#### To-do list:
**A)** Answer these questions using the post about Rita J. King's article:
(i) In which publication did the article appear?
(ii) What date is given on the post?
(iii) According to the excerpt, what is there without the initial fact-finding process?
**B)** From the post about Rita J. King's article, reproduce the passage between "Rita J. King has" and "nothing to aggregate.", inclusive.

Organizing Dialogue, Experience and Knowledge for Complex Problem-Solving

Rita J. King in Scientific American: "Technogenic Disasters: A Deadly New Normal for the Media"

July 6th, 2011

Rita J. King has a new article on Scientific American, "Technogenic Disasters: A Deadly New Normal for the Media". Here's an excerpt:
The role of the media is not to find and repeat two binary views, neither of which is very helpful except for understanding the outer limits of an otherwise extremely complex issue, but rather to investigate to find the truth through gathering and contextualizing as much data as possible. This is very much a lonely, boots-on-the-ground experience, and it’s a necessary precursor to aggregation and curating news. Without the initial fact-finding process, there’s nothing to aggregate.

[Image annotation data]
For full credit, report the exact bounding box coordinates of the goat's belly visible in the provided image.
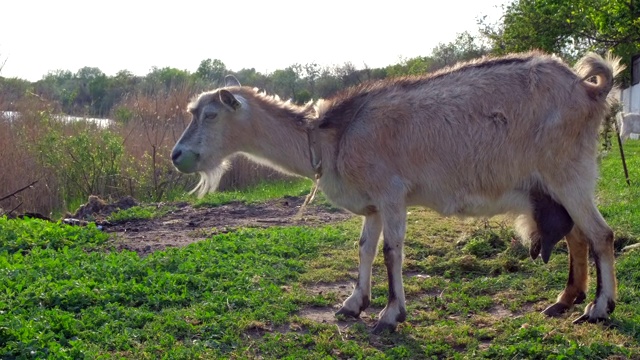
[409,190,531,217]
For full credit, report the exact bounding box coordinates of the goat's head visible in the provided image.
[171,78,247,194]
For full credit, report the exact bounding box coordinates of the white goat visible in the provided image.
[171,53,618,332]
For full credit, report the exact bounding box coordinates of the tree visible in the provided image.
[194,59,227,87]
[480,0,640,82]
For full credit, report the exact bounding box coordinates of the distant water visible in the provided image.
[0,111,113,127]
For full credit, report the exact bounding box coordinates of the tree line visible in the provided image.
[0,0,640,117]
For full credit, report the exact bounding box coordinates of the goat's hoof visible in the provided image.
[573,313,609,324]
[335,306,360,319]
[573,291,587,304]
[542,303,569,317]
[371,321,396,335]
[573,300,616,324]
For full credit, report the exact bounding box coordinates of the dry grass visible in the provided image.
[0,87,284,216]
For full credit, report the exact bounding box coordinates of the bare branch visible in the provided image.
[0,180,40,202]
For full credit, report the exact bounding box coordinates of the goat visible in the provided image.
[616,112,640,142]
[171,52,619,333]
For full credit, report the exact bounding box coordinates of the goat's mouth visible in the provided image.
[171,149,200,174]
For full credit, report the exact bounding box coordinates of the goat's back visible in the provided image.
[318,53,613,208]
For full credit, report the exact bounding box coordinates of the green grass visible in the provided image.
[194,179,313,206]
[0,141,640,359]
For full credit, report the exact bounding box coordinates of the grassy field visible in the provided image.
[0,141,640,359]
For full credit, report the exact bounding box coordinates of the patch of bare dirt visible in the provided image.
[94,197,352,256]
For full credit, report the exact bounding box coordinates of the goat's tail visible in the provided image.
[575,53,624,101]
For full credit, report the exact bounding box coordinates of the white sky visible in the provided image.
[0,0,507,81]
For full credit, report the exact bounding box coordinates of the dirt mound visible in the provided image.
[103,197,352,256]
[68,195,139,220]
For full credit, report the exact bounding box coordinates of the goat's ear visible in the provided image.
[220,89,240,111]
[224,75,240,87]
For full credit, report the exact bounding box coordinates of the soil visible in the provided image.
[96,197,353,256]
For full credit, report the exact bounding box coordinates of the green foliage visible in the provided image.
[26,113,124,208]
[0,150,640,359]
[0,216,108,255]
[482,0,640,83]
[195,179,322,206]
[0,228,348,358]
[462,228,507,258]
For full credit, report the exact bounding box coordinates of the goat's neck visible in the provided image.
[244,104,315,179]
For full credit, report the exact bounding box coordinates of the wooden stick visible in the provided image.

#### Completed exercise:
**A)**
(i) Scientific American
(ii) July 6th, 2011
(iii) Nothing to aggregate

**B)**
Rita J. King has a new article on Scientific American, "Technogenic Disasters: A Deadly New Normal for the Media". Here's an excerpt:
The role of the media is not to find and repeat two binary views, neither of which is very helpful except for understanding the outer limits of an otherwise extremely complex issue, but rather to investigate to find the truth through gathering and contextualizing as much data as possible. This is very much a lonely, boots-on-the-ground experience, and it’s a necessary precursor to aggregation and curating news. Without the initial fact-finding process, there’s nothing to aggregate.